RECORDED DATA >>
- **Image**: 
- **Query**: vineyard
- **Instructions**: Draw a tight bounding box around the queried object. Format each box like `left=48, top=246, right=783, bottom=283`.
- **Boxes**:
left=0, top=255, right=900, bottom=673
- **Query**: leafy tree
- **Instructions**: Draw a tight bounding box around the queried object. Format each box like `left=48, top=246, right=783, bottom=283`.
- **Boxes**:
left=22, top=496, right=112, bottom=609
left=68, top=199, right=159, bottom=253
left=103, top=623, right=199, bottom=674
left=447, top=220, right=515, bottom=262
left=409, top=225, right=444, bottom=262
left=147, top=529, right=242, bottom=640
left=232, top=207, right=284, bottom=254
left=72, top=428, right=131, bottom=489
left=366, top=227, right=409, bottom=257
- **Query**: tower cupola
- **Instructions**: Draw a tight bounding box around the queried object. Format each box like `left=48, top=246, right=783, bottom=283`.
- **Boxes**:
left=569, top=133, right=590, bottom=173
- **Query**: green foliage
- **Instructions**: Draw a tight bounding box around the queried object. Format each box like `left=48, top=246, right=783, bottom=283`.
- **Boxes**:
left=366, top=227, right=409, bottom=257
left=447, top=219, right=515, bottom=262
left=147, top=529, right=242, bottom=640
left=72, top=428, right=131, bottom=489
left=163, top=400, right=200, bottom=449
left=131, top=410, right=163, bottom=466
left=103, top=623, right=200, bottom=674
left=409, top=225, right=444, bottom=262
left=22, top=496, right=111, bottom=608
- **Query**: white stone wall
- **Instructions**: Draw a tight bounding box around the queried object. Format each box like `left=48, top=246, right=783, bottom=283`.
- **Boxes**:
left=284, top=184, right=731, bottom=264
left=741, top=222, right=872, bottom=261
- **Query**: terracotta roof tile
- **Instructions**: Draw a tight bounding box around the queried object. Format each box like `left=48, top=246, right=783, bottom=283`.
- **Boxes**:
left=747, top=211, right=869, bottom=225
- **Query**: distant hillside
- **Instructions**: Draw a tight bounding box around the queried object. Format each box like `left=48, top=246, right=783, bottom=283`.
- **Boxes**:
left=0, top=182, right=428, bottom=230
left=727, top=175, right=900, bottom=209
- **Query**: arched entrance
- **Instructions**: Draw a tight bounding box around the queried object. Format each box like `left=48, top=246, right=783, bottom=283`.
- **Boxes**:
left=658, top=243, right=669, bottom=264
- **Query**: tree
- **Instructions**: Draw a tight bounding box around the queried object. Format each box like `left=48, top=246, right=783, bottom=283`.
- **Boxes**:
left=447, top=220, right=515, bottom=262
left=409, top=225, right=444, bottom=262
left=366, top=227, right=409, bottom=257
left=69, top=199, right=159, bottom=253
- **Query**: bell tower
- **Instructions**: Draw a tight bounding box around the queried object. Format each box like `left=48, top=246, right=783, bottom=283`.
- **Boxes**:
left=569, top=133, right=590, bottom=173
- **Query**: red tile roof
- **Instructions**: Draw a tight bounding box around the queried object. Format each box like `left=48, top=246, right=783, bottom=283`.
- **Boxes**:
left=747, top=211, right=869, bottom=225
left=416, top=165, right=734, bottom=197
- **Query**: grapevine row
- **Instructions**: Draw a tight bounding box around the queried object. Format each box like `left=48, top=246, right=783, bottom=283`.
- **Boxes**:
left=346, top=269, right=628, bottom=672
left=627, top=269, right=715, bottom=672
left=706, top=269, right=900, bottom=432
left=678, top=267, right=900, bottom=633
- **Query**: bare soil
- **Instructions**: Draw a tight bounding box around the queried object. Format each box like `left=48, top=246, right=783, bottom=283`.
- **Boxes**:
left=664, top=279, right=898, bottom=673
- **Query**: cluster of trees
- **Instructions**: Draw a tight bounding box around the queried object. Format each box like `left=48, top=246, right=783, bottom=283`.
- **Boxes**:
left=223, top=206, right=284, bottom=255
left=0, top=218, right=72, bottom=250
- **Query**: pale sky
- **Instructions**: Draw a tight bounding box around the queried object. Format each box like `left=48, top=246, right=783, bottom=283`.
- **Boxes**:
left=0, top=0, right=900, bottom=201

WHAT IS BEING ASKED >> Convert every one of the entries above into a numbered list, leaving out blank lines.

RESPONSE >>
1. - **Image**: 
2. - **Query**: vineyard
3. - **Instructions**: Draw a tight bounding box around the queried object. Format each box like `left=48, top=246, right=783, bottom=283`.
4. - **Boxes**:
5. left=0, top=255, right=900, bottom=673
6. - **Query**: leafy tree
7. - **Instructions**: Draw a tight bounding box around the queried object. Format each box like `left=48, top=246, right=783, bottom=283`.
8. - **Boxes**:
9. left=22, top=496, right=112, bottom=609
10. left=68, top=199, right=159, bottom=253
11. left=103, top=623, right=199, bottom=674
12. left=447, top=220, right=515, bottom=262
13. left=409, top=225, right=444, bottom=262
14. left=147, top=529, right=242, bottom=640
15. left=232, top=207, right=284, bottom=254
16. left=72, top=428, right=131, bottom=489
17. left=366, top=227, right=409, bottom=257
18. - **Query**: tower cupola
19. - **Instructions**: Draw a tight bounding box around the queried object. Format each box like `left=48, top=246, right=783, bottom=283`.
20. - **Boxes**:
21. left=569, top=133, right=590, bottom=173
22. - **Query**: green foliage
23. - **Instructions**: Draw a tight bounding box around the queried object. Format each box like `left=48, top=246, right=783, bottom=283`.
24. - **Boxes**:
25. left=366, top=227, right=409, bottom=257
26. left=447, top=219, right=515, bottom=262
27. left=147, top=529, right=242, bottom=640
28. left=72, top=428, right=131, bottom=489
29. left=163, top=400, right=200, bottom=449
30. left=131, top=410, right=163, bottom=466
31. left=103, top=623, right=200, bottom=674
32. left=409, top=225, right=444, bottom=262
33. left=22, top=496, right=111, bottom=608
34. - **Query**: white stone wall
35. - **Instructions**: Draw a tight bounding box around the queried object. Format each box like `left=48, top=246, right=783, bottom=283`.
36. - **Boxes**:
37. left=284, top=184, right=731, bottom=264
38. left=741, top=222, right=872, bottom=261
39. - **Query**: terracotta roof tile
40. - **Instructions**: Draw a tight bounding box around the queried object. Format each box like `left=48, top=246, right=783, bottom=283`.
41. - **Boxes**:
42. left=747, top=211, right=869, bottom=225
43. - **Query**: distant hillside
44. - **Instructions**: Draw a tight bounding box around the queried object. Format each box like `left=48, top=246, right=783, bottom=283`.
45. - **Boxes**:
46. left=0, top=182, right=428, bottom=230
47. left=727, top=175, right=900, bottom=209
48. - **Query**: arched entrance
49. - **Instructions**: Draw a tight bounding box around the queried object. Format each box like `left=48, top=246, right=783, bottom=283`.
50. - **Boxes**:
51. left=658, top=243, right=669, bottom=264
52. - **Query**: tree
53. - **Instructions**: Draw a tight bounding box around the queried object. Format each box like `left=48, top=246, right=783, bottom=283`.
54. - **Boxes**:
55. left=447, top=220, right=515, bottom=262
56. left=409, top=225, right=444, bottom=262
57. left=366, top=227, right=409, bottom=257
58. left=69, top=199, right=159, bottom=253
59. - **Query**: bell tower
60. - **Instructions**: Draw a tight bounding box around the queried object. Format each box like `left=48, top=246, right=783, bottom=283`.
61. - **Boxes**:
62. left=569, top=133, right=590, bottom=173
63. - **Query**: red tile roof
64. - **Instructions**: Draw a tight bounding box around the queried object. Format each box like `left=48, top=246, right=783, bottom=283`.
65. - **Boxes**:
66. left=747, top=211, right=869, bottom=225
67. left=416, top=165, right=734, bottom=197
68. - **Query**: grapevine row
69. - **Instructions**: Draw a tight bounding box around the queried object. Format each box like `left=48, top=246, right=783, bottom=283`.
70. - **Boxes**:
71. left=346, top=269, right=628, bottom=672
72. left=627, top=269, right=715, bottom=672
73. left=706, top=269, right=900, bottom=432
74. left=678, top=267, right=900, bottom=633
75. - **Query**: bare soil
76. - **Instructions**: Draw a tight bounding box around the queried object. Format each box like `left=48, top=246, right=783, bottom=283`.
77. - **Boxes**:
78. left=664, top=279, right=898, bottom=673
79. - **Query**: cluster of trees
80. - **Instructions**: Draw a tight bounding box around the queried object. Format each box like `left=48, top=246, right=783, bottom=283`.
81. - **Boxes**:
82. left=223, top=206, right=284, bottom=255
83. left=0, top=218, right=72, bottom=250
84. - **Query**: pale sky
85. - **Instructions**: Draw a tight bounding box around the queried object. Format each box like `left=48, top=246, right=783, bottom=283`.
86. - **Boxes**:
87. left=0, top=0, right=900, bottom=201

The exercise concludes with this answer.